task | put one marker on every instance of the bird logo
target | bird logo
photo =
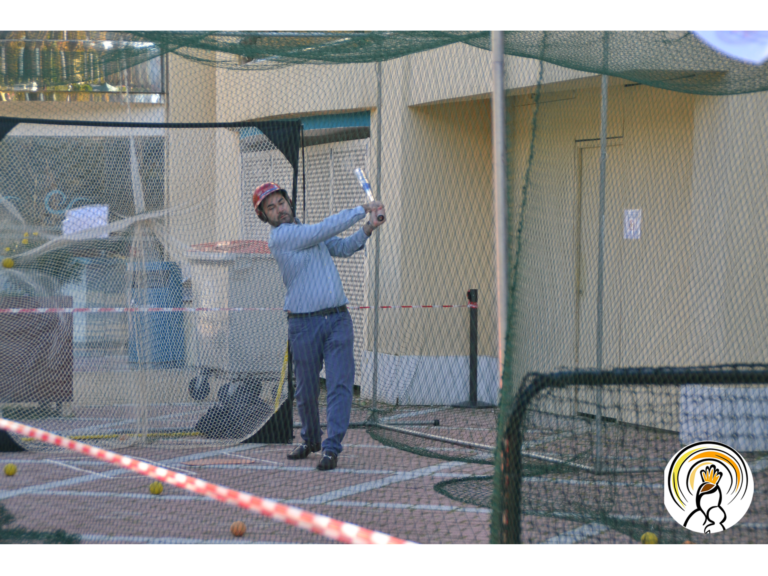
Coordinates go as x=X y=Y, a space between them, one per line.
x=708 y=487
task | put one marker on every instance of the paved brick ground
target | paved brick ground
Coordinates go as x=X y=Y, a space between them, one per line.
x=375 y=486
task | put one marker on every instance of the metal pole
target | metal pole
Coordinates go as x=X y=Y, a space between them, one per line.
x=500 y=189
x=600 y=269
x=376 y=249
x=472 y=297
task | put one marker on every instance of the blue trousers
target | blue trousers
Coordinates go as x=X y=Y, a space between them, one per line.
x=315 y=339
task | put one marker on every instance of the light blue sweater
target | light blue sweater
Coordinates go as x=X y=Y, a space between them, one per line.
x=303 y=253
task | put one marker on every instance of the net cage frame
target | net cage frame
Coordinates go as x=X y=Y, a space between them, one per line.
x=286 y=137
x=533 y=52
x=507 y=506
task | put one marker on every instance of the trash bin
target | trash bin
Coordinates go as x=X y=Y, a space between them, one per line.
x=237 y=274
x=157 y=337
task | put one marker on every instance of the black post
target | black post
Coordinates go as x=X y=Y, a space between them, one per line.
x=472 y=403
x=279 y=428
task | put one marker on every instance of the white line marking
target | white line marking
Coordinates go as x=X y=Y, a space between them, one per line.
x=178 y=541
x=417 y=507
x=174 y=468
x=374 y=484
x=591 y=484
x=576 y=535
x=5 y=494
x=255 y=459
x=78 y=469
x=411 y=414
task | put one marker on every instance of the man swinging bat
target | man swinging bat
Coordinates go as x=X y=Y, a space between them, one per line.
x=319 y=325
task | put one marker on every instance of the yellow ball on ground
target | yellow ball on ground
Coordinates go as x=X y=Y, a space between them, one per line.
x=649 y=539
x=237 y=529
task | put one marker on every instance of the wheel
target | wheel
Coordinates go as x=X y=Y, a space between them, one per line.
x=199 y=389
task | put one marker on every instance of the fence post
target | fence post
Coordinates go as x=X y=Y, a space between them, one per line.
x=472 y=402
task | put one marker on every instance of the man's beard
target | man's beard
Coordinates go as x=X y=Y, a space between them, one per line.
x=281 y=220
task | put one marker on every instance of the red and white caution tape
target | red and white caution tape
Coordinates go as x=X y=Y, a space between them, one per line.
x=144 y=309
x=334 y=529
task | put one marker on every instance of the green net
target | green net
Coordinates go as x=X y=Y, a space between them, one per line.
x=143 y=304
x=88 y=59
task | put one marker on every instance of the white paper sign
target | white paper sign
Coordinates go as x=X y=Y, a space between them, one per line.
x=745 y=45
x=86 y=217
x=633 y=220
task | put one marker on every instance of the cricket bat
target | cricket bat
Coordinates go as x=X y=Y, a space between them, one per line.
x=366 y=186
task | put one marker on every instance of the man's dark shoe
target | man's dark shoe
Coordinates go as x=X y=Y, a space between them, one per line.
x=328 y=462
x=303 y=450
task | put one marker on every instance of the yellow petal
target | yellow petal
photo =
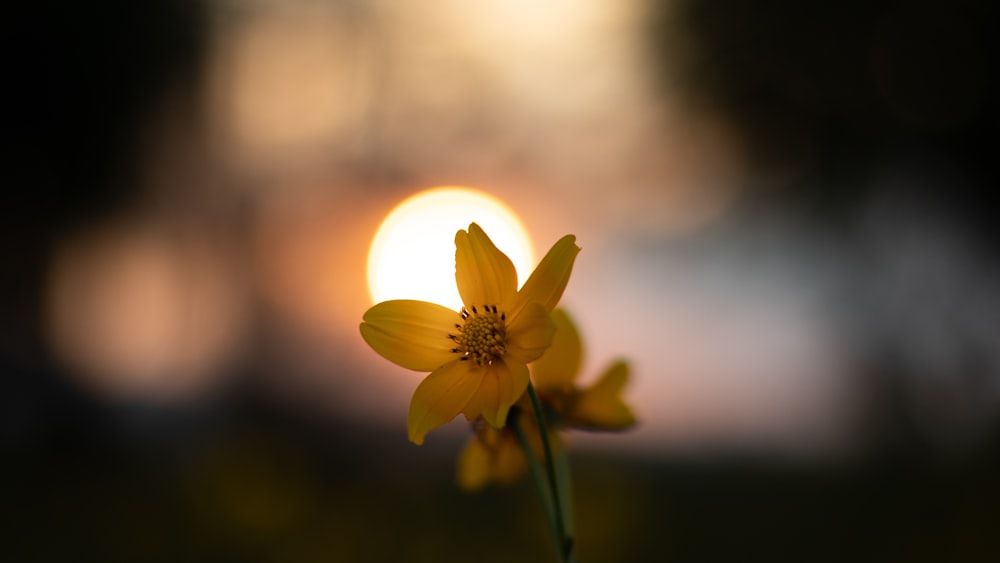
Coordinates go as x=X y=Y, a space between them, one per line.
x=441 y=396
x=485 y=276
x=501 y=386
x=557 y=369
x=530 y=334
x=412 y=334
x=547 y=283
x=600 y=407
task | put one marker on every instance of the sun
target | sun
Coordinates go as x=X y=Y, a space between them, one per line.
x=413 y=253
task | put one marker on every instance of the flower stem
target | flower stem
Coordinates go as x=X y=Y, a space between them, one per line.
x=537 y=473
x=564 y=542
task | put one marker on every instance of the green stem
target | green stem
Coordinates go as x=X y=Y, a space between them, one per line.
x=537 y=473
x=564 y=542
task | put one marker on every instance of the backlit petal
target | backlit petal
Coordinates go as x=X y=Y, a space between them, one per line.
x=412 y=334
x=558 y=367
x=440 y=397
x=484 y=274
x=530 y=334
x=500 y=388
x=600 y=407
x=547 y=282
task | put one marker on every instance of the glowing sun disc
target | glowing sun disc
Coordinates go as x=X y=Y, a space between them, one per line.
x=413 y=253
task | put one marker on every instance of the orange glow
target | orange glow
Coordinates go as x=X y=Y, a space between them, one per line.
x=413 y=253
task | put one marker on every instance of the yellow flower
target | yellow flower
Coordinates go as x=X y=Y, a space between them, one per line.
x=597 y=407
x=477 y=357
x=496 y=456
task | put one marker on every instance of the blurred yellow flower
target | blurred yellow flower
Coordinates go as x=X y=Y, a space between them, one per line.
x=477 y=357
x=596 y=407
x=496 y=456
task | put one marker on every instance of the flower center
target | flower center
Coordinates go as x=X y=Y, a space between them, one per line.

□ □ □ □ □

> [Task to carry out] Please repeat all of the entries above word for word, but drop any pictures.

> [Response]
task | put one marker on every instance of the bird logo
target | bird logo
photo =
Coordinates go as x=X y=Y, a space between them, one per line.
x=708 y=487
task | put one marker on every instance of the paved brick ground
target | paved brick ground
Coordinates go as x=X y=Y, a space between them, one per line.
x=375 y=486
task | put one marker on every instance of the metal pole
target | metal pole
Coordinates go as x=X y=Y, a space between them, one per line.
x=500 y=189
x=600 y=269
x=376 y=249
x=472 y=297
task | put one marker on every instance of the blue trousers
target | blue trousers
Coordinates go as x=X y=Y, a space between them, one per line.
x=315 y=339
task | put one marker on every instance of the light blue sweater
target | light blue sweater
Coordinates go as x=X y=Y, a space between them, one per line.
x=303 y=253
task | put one marker on every instance of the net cage frame
target | net cage frame
Coordinates go as x=X y=Y, a space between them, one per line.
x=286 y=137
x=533 y=52
x=507 y=506
task | put one marker on every instance of the trash bin
target | trash bin
Coordinates go as x=X y=Y, a space between them, one per line.
x=237 y=274
x=157 y=337
task | put one marker on every instance of the black post
target | black post
Coordinates go as x=X y=Y, a space between them, one per line.
x=472 y=403
x=279 y=428
task | put one marker on every instance of the white line marking
target | white line marking
Coordinates go as x=X y=Y, a space between them, one per line.
x=178 y=541
x=417 y=507
x=174 y=468
x=374 y=484
x=591 y=484
x=576 y=535
x=5 y=494
x=255 y=459
x=78 y=469
x=411 y=414
task | put one marker on every instance of the man swinging bat
target | man swinging bat
Coordinates go as x=X y=Y, a space between them, one per line.
x=319 y=325
task | put one marker on every instance of the yellow ball on ground
target | yellow ball on ground
Coordinates go as x=X y=Y, a space between them, one per line.
x=649 y=539
x=237 y=529
task | put one marker on every instance of the wheel
target | wheel
Coordinates go as x=X y=Y, a space between them, one per line.
x=199 y=389
task | put one marker on every instance of the fence post
target | fence post
Coordinates go as x=X y=Y, a space between them, one per line.
x=472 y=402
task | put one marker on every instance of the man's beard
target | man's beard
Coordinates go as x=X y=Y, a space between them, one per line.
x=281 y=220
task | put one marker on every instance of the red and white caution tape
target | red and white caution tape
Coordinates go as x=X y=Y, a space between them, one per line.
x=144 y=309
x=334 y=529
task | put one marker on every instance of the green net
target | green net
Coordinates go as x=X y=Y, a space between them, one per line.
x=143 y=304
x=88 y=59
task | put one marker on every instance of the white paper sign
target | white paper sign
Coordinates go as x=X y=Y, a space between them, one per line.
x=745 y=45
x=86 y=217
x=633 y=220
task | put one marker on every instance of the cricket bat
target | cricket bat
Coordinates go as x=X y=Y, a space between them, one per line.
x=366 y=186
task | put one marker on every instance of the man's dark shoe
target | man's dark shoe
Coordinates go as x=X y=Y, a space between them, one per line.
x=328 y=462
x=303 y=450
task | put one marker on every instance of the yellow petal
target | yellow petal
photo =
Coordinates go as x=X y=Y, a space between them, one per line.
x=441 y=396
x=485 y=276
x=501 y=386
x=557 y=369
x=530 y=334
x=412 y=334
x=547 y=283
x=600 y=407
task | put one marker on every instance of the sun
target | sun
Coordinates go as x=X y=Y, a space between them, one per line.
x=413 y=253
task | put one marker on every instance of the flower stem
target | flower stem
Coordinates go as x=X y=Y, a space between them, one per line.
x=537 y=473
x=564 y=542
task | put one marker on every instance of the green stem
target | green stem
Coordinates go as x=X y=Y, a space between them, one per line.
x=537 y=473
x=564 y=542
task | put one marker on every instance of the backlit petal
target | backlit petal
Coordinates go as x=X y=Y, a space between them, one per line.
x=412 y=334
x=558 y=367
x=440 y=397
x=484 y=274
x=530 y=334
x=500 y=388
x=600 y=407
x=547 y=282
task | put one marker on every instance of the glowing sun disc
target | glowing sun disc
Coordinates go as x=X y=Y, a space between them, one per line.
x=413 y=253
task | put one marker on every instance of the orange glow
target | orange glow
Coordinates go as x=X y=Y, a space between them, one per line.
x=413 y=253
task | put one marker on every instance of the yellow flower
target | yellow flower
Coordinates go as x=X y=Y, a space between them, one per line.
x=597 y=407
x=477 y=357
x=496 y=456
task | put one marker on every instance of the blurred yellow flower
target | blurred yellow flower
Coordinates go as x=X y=Y, a space between them, one per line.
x=477 y=357
x=596 y=407
x=496 y=456
task | put one marker on every instance of the flower center
target | flower center
Coordinates go as x=X y=Y, a space between them, one per line.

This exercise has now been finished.